### DOCUMENT SECTION
Brenda Pohlman: Yeah. So I'm going to go with a best, which is, yeah, I know right? And it's funny because the, you know, the worst stands out, which is the sad thing I suppose about us as humans. It's just the way it is, but, but I'm not going to go there. So I'll, yeah, I'll talk about a really positive work experience and I'm going to go way back to when I started my career.

So this was, you know, a long time ago, probably 30 years ago, even now. And it was, it felt like sort of the first real job that I had out of college, if you will. You know, I'd worked, but you know, I don't know, this just, this felt like a kind of like a serious job in a way. And it was working in retail and I got this job managing a, a store.

For this global clothing brand that I was really excited about. A great, great company and a great mission. And, you know, and I was really inspired. But it was a little interesting that I got the job to begin with. I had gone to apply for a job that was sort of a step below that. I was applying for an assistant manager job in a store, one of their store locations.

And I ended up getting a job as the store manager in a different location. And it was, It was such a rewarding experience because it, it wasn't what I thought maybe I was ready for or capable of doing. And it was a great example of a, like a time when somebody saw something in my background or my skill set and said, I think, I think it's worth a shot, right?

### JOB
Write the next part of the transcript about Brenda Pohlman's first job managing a retail clothing store, beginning right after its final sentence. The material that follows comes from a separate, unrelated source.

### DATA ENTRIES
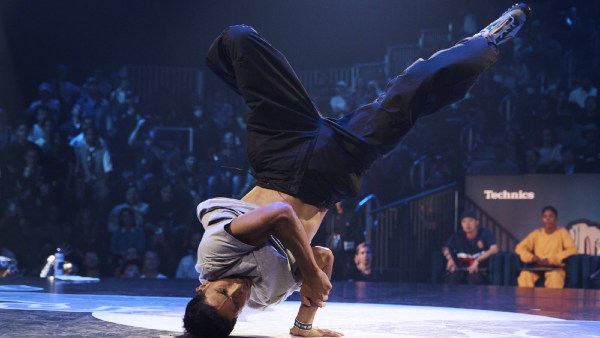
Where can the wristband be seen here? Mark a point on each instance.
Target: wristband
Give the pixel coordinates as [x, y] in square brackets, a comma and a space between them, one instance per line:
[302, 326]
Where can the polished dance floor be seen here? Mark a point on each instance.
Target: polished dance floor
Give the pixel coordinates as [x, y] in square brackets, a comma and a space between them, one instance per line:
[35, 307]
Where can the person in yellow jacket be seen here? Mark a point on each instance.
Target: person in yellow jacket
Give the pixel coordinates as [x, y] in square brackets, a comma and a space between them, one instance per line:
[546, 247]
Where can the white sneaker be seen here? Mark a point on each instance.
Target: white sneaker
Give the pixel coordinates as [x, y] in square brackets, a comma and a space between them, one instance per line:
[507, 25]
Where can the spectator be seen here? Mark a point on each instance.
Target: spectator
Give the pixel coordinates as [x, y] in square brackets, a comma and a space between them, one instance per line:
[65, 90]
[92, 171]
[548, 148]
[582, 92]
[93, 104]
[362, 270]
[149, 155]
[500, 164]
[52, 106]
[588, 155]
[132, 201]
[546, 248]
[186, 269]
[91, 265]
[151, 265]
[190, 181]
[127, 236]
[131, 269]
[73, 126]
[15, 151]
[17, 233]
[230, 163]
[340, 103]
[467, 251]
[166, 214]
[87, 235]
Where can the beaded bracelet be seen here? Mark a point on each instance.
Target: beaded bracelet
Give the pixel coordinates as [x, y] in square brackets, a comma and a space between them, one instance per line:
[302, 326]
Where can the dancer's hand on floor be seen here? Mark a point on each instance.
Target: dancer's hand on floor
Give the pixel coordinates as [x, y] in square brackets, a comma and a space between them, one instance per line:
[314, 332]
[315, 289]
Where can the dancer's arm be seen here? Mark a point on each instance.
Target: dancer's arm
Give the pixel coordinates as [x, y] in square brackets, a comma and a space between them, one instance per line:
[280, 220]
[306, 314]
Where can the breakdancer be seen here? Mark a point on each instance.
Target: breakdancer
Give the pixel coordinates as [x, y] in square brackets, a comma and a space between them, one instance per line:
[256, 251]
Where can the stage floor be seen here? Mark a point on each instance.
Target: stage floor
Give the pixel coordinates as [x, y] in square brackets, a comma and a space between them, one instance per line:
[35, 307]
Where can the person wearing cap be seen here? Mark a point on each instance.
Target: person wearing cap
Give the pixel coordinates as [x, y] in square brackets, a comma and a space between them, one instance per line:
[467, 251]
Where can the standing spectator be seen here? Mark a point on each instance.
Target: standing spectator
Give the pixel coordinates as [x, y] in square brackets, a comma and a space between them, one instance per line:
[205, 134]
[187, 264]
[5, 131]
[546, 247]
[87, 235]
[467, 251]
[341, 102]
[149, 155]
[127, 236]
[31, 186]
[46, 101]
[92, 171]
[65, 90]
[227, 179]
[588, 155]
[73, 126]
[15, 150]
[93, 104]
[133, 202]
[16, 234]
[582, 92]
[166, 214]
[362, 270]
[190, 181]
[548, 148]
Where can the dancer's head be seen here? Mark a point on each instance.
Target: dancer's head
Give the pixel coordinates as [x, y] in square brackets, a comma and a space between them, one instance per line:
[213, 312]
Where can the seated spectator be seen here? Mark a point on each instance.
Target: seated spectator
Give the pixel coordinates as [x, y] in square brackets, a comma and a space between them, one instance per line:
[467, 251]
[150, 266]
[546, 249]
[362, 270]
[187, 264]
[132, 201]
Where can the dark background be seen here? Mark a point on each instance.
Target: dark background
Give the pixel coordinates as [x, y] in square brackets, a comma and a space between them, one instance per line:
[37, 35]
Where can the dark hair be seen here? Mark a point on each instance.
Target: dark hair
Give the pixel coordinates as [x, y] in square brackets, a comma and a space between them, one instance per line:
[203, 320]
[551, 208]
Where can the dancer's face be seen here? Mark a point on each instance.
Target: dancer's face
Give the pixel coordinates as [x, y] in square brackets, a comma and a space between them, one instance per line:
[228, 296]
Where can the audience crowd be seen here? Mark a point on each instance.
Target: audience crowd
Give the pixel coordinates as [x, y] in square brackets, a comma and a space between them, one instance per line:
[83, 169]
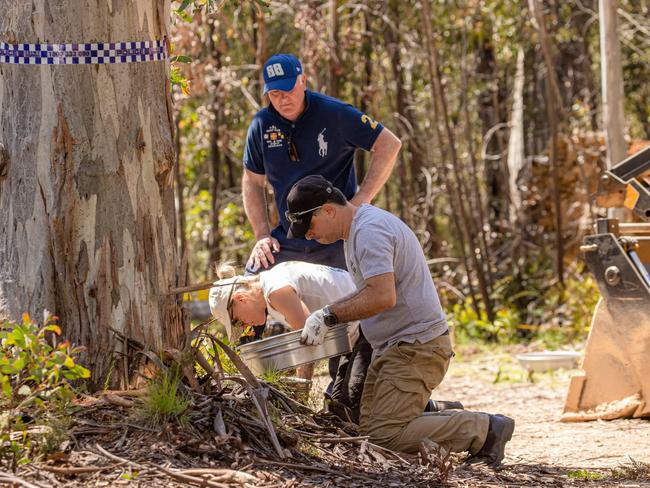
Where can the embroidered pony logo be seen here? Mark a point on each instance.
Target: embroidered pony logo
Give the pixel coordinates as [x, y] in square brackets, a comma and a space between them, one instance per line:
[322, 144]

### OUTPUT BELOW
I think we should take, we should take a chance on this, on this person. And I ended up working for a manager who very much had that mindset and throughout that kind of three or so year journey, I was given lots of opportunity to do lots of cool things. And yeah, I think it was, it was just a time when I really understood that having a manager who saw you for the skills that you brought and the contributions that you could make and was willing to, you know, take a chance and allow you to take some risk.

Like, I think I processed, Oh, that really matters. I don't think I understood that that matters. Maybe actually, Russel, it was the first time where I understood how much leaders matter to our own personal work experience. And I was probably 25 at the time, right? But hadn't really known that before.

Russel Lolacher: So is it the learning that makes it stand out?

And I ask this because you went back 30 years to find a good experience. So I usually get bad. And as I've said on the podcast before, people going back 20, 30 years, that's trauma. That's not a bad day if you have to go for that far back, but it's rare that it happens where it's a good experience. So for you to have to go back that far, I'm thinking it's either because it was a teachable moment for you, that you haven't had that clarity since or the bar's been so low since you had that job that that one sticks out.

Brenda Pohlman: You know that's a great question, right and I can see how you would go to that place. I think it's almost a little bit of the opposite. I think I have been very fortunate in my career to work for some amazing leaders. I've had very long 10 years at a you know, a few organizations and I've worked for some of the same people for a good long while and I've been very fortunate.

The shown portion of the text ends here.